• _What you need to do_:
Turn the items, from the first line through the line containing "[(279, 129), (21, 154)]", into a JSON list of strings with one string per line and blank lines left out. Include nothing past that line.

• _Dataset_:

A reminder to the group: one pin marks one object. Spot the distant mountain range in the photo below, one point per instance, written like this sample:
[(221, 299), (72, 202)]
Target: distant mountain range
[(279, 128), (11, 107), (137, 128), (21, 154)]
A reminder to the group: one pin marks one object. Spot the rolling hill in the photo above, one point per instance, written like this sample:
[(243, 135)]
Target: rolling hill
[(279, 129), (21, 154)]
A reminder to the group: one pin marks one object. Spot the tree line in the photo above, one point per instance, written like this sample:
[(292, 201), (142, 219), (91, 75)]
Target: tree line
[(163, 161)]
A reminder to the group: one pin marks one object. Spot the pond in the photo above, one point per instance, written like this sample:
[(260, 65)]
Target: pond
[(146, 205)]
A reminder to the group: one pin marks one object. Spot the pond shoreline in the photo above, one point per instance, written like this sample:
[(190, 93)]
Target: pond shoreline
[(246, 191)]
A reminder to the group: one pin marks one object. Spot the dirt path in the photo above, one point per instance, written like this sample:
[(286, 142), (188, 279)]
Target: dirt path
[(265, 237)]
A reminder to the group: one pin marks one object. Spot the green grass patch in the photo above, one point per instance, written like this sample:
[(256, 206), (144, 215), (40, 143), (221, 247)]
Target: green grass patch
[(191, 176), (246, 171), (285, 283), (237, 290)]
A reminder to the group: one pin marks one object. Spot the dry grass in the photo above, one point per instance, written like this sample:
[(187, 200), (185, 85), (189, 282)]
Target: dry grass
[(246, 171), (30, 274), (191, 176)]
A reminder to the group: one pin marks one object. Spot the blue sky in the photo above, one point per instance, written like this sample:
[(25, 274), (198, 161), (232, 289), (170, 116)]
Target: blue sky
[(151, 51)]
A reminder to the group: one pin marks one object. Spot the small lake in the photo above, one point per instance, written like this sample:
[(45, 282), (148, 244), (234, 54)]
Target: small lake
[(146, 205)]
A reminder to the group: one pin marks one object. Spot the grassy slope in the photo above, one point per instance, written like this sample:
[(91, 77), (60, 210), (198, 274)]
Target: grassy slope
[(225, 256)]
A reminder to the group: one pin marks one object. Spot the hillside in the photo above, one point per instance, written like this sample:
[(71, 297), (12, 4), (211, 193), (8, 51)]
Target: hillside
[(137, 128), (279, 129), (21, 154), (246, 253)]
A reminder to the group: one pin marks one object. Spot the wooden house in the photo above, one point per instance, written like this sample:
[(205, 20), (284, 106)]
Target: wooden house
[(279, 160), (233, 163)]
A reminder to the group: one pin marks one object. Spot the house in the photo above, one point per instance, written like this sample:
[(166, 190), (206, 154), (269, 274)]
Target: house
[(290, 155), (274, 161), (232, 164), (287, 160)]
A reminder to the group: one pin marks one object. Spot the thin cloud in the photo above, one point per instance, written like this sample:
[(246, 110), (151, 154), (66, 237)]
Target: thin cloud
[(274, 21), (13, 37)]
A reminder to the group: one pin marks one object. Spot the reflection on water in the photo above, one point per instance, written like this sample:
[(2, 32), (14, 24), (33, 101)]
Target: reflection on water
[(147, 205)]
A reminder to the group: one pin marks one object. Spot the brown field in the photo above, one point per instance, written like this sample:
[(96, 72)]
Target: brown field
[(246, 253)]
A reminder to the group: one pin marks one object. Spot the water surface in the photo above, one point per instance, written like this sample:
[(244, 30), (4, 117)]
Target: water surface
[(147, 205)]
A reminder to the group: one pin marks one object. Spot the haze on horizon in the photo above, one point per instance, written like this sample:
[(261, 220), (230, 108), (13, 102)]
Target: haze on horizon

• _Response below_:
[
  "A reminder to the group: one pin marks one object. Spot the distant mountain range in the photo below, one point per instance, written like this sample:",
  "[(221, 299), (72, 202)]",
  "Target: distant mountain range",
  "[(279, 128), (11, 107), (137, 128), (21, 154)]",
  "A reminder to the group: one pin marks one object. Spot the rolling hill in the photo above, one point per instance, written like this sample:",
  "[(243, 135)]",
  "Target: rolling hill",
  "[(279, 129), (21, 154)]"
]